- SUPPLIED PASSAGE:
Question

A 60 kg man skating with a speed of 10 m/s collides with a 40 kg skater at rest and they cling to each other. Find the loss of kinetic energy during the collision.

Answer 1

It is given that:
Mass of the skater who is skating, m₁ = 60 kg
Initial speed of this man, v₁ = 10 m/s
Mass of the skater at rest, m₂ = 40 kg 
Initial speedof this man, v₂ = 0

Let the velocity of both men after collision be v.

Using the law of conservation of momentum, we can write:

\[m_1 v_1 + m_2 v_2 = ( m_1 + m_2 )v\]

\[ \Rightarrow 60 \times 10 + 0 = 100 \times v\]

\[ \Rightarrow v = 6 \text{ m/s }\]

\[\text{  The loss in kinetic energy during collision is given as, }\]

\[ ∆ KE = \frac{1}{2} m_1 v_1^2 - \frac{1}{2}( m_1 + m_2 ) v^2 \]

\[ \Rightarrow ∆ KE = \frac{1}{2} \times 60 \times (10 )^2 - \frac{1}{2} \times 100 \times 36\]

\[ \Rightarrow ∆ KE = 1200 J\]

- RECORDS PROVIDED:

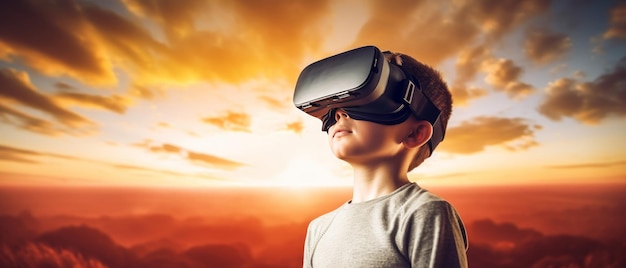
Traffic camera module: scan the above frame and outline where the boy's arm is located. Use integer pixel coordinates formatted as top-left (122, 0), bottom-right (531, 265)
top-left (404, 201), bottom-right (467, 267)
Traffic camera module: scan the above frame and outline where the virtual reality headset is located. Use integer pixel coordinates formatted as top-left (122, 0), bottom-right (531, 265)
top-left (293, 46), bottom-right (445, 154)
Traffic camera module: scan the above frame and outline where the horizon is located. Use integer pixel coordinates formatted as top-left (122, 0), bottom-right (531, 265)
top-left (0, 0), bottom-right (626, 187)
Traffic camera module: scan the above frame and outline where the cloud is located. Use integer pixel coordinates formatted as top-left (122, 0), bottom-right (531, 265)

- DIRECTIVES:
(1) Answer these questions using the skating collision problem:
(a) What is the mass of the skater who starts at rest?
(b) What velocity do the two skaters have after the collision?
(c) How much kinetic energy is lost during the collision?
(2) Copy out the skating collision problem word for word, starting at "A 60 kg man" and ending at "during the collision.".

- TASK ANSWERS:
(1)
(a) 40 kg
(b) 6 m/s
(c) 1200 J

(2)
A 60 kg man skating with a speed of 10 m/s collides with a 40 kg skater at rest and they cling to each other. Find the loss of kinetic energy during the collision.